• EXERCISE TEXT:
BEGIN

German Shepherds Forum banner

1 - 8 of 8 Posts

·
Registered
Joined
·
1,369 Posts
Discussion Starter #1
I have a couple of concerns with Lena, and since I'm not very experienced with conformation, can someone send me a message? I don't know if I should post more pictures again since I put probably too many out there. I just need some guidance on structure and things I should look out for.
 

·
Banned
Joined
·
5,124 Posts
There's really nothing you can do about conformation. What is your worry? Most GSDs don’t have “terrible” conformation. You might not win any shows, but it’s rarely crippling. Best thing to do would be to just post pictures, but at a young age…it’s hard to see some things.
 

·
Registered
Joined
·
1,369 Posts
Discussion Starter #3
There's really nothing you can do about conformation. What is your worry? Most GSDs don’t have “terrible” conformation. You might not win any shows, but it’s rarely crippling. Best thing to do would be to just post pictures, but at a young age…it’s hard to see some things.
Well, maybe this is something that can be answered then...If you are looking at a GSD from the tail end, are the withers (if that is the right word) supposed to be sloped kind of like an oval, or squared off? I just didn't know if the shape of the hips could be an indicator of future issues...I hope that doesn't sound too dumb so my apologies if I am not explaining very well.

END

• YOUR INSTRUCTIONS:
Reproduce the forum thread on German Shepherd conformation above in full, with no changes.

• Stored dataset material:
BEGIN

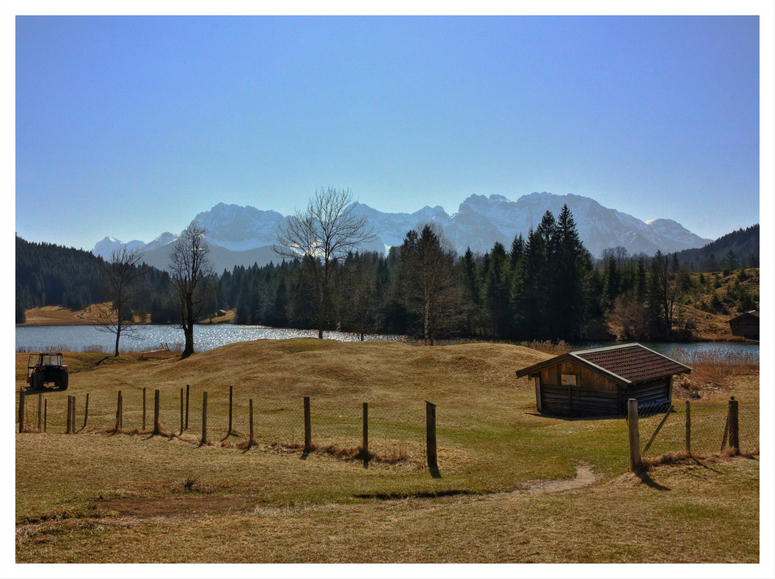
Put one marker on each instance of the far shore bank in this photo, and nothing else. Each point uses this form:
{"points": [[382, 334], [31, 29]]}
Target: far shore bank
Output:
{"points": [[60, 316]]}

END
BEGIN

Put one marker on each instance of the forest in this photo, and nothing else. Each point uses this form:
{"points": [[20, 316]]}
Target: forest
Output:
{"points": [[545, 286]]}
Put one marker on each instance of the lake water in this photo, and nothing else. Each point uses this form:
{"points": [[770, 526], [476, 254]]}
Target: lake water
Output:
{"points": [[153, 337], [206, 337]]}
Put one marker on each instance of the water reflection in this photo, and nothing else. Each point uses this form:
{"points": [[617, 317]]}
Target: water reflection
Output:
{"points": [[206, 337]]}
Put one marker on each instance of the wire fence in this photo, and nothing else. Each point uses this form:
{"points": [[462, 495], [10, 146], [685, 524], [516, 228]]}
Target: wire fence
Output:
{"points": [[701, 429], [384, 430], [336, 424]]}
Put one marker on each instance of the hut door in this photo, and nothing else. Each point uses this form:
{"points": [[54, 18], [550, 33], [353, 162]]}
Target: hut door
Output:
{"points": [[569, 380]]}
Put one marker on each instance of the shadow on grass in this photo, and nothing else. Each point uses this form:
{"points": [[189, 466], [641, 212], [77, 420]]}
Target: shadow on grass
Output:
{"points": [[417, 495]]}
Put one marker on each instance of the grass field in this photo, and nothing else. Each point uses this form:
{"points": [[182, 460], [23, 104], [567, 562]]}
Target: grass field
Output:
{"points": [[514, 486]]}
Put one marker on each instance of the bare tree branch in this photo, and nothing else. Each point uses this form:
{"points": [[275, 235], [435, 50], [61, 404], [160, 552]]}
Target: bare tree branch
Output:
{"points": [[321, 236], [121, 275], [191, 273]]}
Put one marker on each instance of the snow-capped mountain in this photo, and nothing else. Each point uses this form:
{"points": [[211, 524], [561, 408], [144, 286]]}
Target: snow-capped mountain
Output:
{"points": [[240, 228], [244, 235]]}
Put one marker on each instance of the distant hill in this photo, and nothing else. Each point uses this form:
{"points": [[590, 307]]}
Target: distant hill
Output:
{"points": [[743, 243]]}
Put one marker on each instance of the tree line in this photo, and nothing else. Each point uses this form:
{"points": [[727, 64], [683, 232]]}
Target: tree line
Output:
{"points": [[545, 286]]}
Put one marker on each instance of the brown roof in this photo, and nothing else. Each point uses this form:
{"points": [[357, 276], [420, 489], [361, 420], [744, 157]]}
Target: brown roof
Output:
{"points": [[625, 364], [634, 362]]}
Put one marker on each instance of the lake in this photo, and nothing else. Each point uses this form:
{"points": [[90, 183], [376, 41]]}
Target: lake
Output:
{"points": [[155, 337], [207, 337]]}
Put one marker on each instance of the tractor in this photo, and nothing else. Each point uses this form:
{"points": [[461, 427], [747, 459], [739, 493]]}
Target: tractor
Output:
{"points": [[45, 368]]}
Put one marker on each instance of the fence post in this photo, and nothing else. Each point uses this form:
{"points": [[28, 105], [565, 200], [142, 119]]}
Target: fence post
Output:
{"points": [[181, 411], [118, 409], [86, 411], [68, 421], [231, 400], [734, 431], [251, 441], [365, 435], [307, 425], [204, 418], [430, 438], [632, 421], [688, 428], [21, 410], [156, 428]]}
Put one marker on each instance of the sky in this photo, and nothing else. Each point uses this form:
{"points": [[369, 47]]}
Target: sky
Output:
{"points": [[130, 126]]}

END

• ANSWER TO THIS TASK:
German Shepherds Forum banner

1 - 8 of 8 Posts

·
Registered
Joined
·
1,369 Posts
Discussion Starter #1
I have a couple of concerns with Lena, and since I'm not very experienced with conformation, can someone send me a message? I don't know if I should post more pictures again since I put probably too many out there. I just need some guidance on structure and things I should look out for.
 

·
Banned
Joined
·
5,124 Posts
There's really nothing you can do about conformation. What is your worry? Most GSDs don’t have “terrible” conformation. You might not win any shows, but it’s rarely crippling. Best thing to do would be to just post pictures, but at a young age…it’s hard to see some things.
 

·
Registered
Joined
·
1,369 Posts
Discussion Starter #3
There's really nothing you can do about conformation. What is your worry? Most GSDs don’t have “terrible” conformation. You might not win any shows, but it’s rarely crippling. Best thing to do would be to just post pictures, but at a young age…it’s hard to see some things.
Well, maybe this is something that can be answered then...If you are looking at a GSD from the tail end, are the withers (if that is the right word) supposed to be sloped kind of like an oval, or squared off? I just didn't know if the shape of the hips could be an indicator of future issues...I hope that doesn't sound too dumb so my apologies if I am not explaining very well.